- Requirement -
Below are some records; print every one of them exactly.

- Excerpted data -
____

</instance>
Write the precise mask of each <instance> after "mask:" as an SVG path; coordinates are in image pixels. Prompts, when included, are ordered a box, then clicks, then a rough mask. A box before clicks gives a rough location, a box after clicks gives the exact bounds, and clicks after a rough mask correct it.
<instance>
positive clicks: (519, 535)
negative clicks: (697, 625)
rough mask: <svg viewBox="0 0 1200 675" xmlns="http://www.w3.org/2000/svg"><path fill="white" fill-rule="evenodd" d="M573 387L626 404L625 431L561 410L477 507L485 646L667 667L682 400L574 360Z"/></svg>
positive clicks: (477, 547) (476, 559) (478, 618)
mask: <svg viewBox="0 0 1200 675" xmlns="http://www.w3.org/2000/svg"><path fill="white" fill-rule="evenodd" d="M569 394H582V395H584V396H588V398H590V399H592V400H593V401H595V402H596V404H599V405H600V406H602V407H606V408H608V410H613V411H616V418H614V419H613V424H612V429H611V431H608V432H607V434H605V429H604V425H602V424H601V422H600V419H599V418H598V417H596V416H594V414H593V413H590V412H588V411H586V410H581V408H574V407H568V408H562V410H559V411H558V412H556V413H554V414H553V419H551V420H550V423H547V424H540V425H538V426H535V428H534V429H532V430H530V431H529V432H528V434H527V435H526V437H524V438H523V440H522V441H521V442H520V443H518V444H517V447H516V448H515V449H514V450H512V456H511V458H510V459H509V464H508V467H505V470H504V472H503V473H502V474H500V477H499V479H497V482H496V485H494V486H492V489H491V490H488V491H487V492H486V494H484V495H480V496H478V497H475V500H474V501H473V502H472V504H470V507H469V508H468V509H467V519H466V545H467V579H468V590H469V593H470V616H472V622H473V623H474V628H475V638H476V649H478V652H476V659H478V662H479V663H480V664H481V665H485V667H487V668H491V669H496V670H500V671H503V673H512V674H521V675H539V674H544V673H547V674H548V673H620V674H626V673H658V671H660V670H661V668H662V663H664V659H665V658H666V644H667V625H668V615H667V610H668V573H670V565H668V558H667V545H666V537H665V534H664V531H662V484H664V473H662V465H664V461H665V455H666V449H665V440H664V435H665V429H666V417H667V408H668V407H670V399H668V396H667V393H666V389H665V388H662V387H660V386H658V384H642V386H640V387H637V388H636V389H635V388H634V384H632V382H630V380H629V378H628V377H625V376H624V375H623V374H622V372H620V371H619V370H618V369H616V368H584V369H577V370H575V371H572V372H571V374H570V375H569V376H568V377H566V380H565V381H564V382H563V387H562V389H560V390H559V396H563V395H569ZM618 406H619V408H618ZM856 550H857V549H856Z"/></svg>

____

- Answer to the exercise -
</instance>
Write the precise mask of each <instance> after "mask:" as an SVG path; coordinates are in image pixels. Prompts, when included, are ordered a box, then clicks, then a rough mask. A box before clicks gives a rough location, a box after clicks gives the exact bounds, and clicks after a rough mask correct it.
<instance>
positive clicks: (519, 535)
negative clicks: (697, 625)
rough mask: <svg viewBox="0 0 1200 675" xmlns="http://www.w3.org/2000/svg"><path fill="white" fill-rule="evenodd" d="M573 387L626 404L625 431L561 410L477 507L485 646L667 667L682 400L574 360Z"/></svg>
positive clicks: (477, 547) (476, 559) (478, 618)
mask: <svg viewBox="0 0 1200 675" xmlns="http://www.w3.org/2000/svg"><path fill="white" fill-rule="evenodd" d="M569 394H582V395H584V396H588V398H590V399H592V400H593V401H595V402H596V404H599V405H600V406H602V407H606V408H608V410H613V411H616V418H614V419H613V424H612V429H611V431H608V432H607V434H605V429H604V425H602V424H601V422H600V419H599V418H598V417H596V416H594V414H593V413H590V412H588V411H586V410H581V408H574V407H568V408H562V410H559V411H558V412H556V413H554V414H553V419H551V420H550V423H547V424H540V425H538V426H535V428H534V429H532V430H530V431H529V432H528V434H527V435H526V437H524V438H523V440H522V441H521V442H520V443H518V444H517V447H516V448H515V449H514V450H512V456H511V458H510V459H509V464H508V467H505V470H504V472H503V473H502V474H500V477H499V479H497V482H496V485H494V486H492V489H491V490H488V491H487V492H486V494H484V495H480V496H478V497H475V500H474V501H473V502H472V504H470V507H469V508H468V509H467V519H466V545H467V579H468V590H469V593H470V616H472V622H473V623H474V628H475V638H476V649H478V652H476V659H478V662H479V663H480V664H481V665H485V667H487V668H491V669H496V670H500V671H503V673H512V674H521V675H539V674H544V673H547V674H548V673H620V674H626V673H658V671H660V670H661V668H662V663H664V659H665V658H666V644H667V625H668V615H667V610H668V573H670V565H668V558H667V545H666V537H665V534H664V531H662V484H664V473H662V465H664V461H665V455H666V449H665V440H664V435H665V429H666V417H667V408H668V407H670V399H668V396H667V393H666V389H665V388H662V387H660V386H658V384H642V386H640V387H637V388H636V389H635V388H634V384H632V382H630V380H629V378H628V377H625V376H624V375H623V374H622V372H620V371H619V370H618V369H616V368H584V369H577V370H575V371H572V372H571V374H570V375H569V376H568V377H566V380H565V381H564V382H563V387H562V389H560V390H559V396H563V395H569ZM618 406H619V408H618ZM856 550H857V549H856Z"/></svg>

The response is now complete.